> Passage to read
— START —

My IAC sticks on occasion, seems to be worse when it's cold out. It sticks shut and effectively starves the engine of air. If mine doesn't start right up with no pedal, my immediate action is to depress the gas pedal maybe and inch and try again.
If you keep trying to start with no pedal, it is likely to flood, when the IAC is stuck closed. Just one possibility among many.
No spark may be the CPS, weak spark can have many reasons. Weak spark usually doesn't cause a no start, but will mess with your idle and cause a miss at idle.
 
The IAC might be a possbility ill try cleaning it out when I get home. Also Ive noticed that if I start it up and turn the engine off and leave for a short bit then come back itll start right up usually instantly. If its been sitting for an hour or more itll usually take 20-40 secs granted I dont flood the engine.

— END —

Retype, without changes, the part of the text about the sticking IAC and hard starts that begins with the words containing "My IAC sticks" and ends with "flood the engine.". Rely only on the text about the sticking IAC and hard starts.

> Supplied entries
— START —

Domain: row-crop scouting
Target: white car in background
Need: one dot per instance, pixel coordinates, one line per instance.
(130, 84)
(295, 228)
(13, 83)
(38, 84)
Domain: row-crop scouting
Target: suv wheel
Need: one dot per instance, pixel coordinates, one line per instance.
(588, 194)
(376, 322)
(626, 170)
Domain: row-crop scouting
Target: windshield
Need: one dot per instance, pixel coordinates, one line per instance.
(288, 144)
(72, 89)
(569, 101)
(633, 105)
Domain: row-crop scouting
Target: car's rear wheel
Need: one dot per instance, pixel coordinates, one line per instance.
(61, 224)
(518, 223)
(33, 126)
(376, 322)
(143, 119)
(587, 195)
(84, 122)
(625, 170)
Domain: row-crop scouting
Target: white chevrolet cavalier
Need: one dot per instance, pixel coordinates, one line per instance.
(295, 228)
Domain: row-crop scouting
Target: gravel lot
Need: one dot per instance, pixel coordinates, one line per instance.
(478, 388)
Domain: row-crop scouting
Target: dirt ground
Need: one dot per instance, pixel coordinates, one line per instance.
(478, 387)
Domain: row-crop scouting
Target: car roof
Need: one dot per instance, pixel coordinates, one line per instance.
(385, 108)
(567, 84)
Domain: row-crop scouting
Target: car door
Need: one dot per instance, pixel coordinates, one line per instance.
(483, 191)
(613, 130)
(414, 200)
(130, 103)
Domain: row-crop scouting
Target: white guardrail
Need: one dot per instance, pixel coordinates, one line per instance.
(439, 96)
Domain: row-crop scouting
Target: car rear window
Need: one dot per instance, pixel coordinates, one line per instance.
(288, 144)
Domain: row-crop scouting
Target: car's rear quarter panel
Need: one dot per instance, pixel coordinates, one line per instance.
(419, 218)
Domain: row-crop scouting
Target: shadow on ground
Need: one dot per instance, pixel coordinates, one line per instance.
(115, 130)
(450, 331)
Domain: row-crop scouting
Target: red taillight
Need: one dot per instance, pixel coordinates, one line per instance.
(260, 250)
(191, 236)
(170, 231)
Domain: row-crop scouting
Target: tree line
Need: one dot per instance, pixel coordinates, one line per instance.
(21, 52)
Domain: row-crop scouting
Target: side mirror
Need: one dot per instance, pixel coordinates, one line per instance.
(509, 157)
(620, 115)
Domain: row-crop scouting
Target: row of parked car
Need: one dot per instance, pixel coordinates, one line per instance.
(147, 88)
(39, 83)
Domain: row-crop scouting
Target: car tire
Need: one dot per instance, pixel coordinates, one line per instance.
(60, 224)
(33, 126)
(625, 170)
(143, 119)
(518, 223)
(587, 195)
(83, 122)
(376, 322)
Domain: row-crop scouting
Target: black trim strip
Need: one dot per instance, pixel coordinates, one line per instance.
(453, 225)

— END —

> Full response
My IAC sticks on occasion, seems to be worse when it's cold out. It sticks shut and effectively starves the engine of air. If mine doesn't start right up with no pedal, my immediate action is to depress the gas pedal maybe and inch and try again.
If you keep trying to start with no pedal, it is likely to flood, when the IAC is stuck closed. Just one possibility among many.
No spark may be the CPS, weak spark can have many reasons. Weak spark usually doesn't cause a no start, but will mess with your idle and cause a miss at idle.
 
The IAC might be a possbility ill try cleaning it out when I get home. Also Ive noticed that if I start it up and turn the engine off and leave for a short bit then come back itll start right up usually instantly. If its been sitting for an hour or more itll usually take 20-40 secs granted I dont flood the engine.